STATED PROBLEM
Rewrite the lines from the one with "Where can you find the yellow" through the final line, keeping the requests, and shift each coordinate in the answers by adding -18 to every number.

[Named object pointing entries]
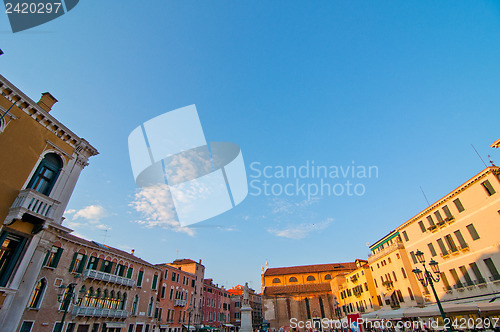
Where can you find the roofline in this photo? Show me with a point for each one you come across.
(465, 185)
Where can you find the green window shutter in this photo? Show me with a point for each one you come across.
(73, 262)
(57, 257)
(139, 278)
(82, 264)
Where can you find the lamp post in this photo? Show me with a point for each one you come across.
(66, 296)
(427, 278)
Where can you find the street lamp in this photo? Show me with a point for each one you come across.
(427, 278)
(66, 296)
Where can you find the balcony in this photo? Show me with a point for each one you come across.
(393, 246)
(108, 277)
(180, 303)
(36, 204)
(99, 312)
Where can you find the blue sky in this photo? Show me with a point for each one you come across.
(403, 86)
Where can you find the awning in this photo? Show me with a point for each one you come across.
(114, 325)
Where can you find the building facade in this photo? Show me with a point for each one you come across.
(255, 300)
(198, 270)
(301, 292)
(176, 296)
(461, 233)
(37, 179)
(113, 290)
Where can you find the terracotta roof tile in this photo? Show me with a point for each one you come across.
(305, 288)
(310, 268)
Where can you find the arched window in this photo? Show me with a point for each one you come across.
(124, 302)
(150, 307)
(36, 298)
(134, 305)
(46, 174)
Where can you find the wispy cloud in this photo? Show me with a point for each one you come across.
(300, 231)
(157, 209)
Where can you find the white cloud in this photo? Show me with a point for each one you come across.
(300, 231)
(93, 213)
(157, 209)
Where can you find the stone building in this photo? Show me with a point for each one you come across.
(176, 296)
(40, 165)
(113, 290)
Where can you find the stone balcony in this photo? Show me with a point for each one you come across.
(99, 312)
(32, 202)
(180, 303)
(393, 246)
(108, 277)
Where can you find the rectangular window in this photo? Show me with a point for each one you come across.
(26, 327)
(458, 283)
(460, 239)
(413, 258)
(10, 252)
(459, 205)
(140, 275)
(447, 212)
(492, 268)
(450, 243)
(52, 257)
(477, 273)
(441, 245)
(432, 250)
(472, 232)
(488, 187)
(438, 216)
(465, 274)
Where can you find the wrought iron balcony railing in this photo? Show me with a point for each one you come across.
(33, 202)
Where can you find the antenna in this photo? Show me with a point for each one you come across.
(479, 156)
(425, 196)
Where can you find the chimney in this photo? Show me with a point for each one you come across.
(47, 101)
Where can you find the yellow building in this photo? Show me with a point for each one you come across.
(461, 232)
(40, 165)
(395, 284)
(300, 292)
(356, 292)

ANSWER
Where can you find the yellow building in this photo? Show me with a point for each one you come across.
(443, 214)
(22, 147)
(377, 266)
(282, 274)
(338, 274)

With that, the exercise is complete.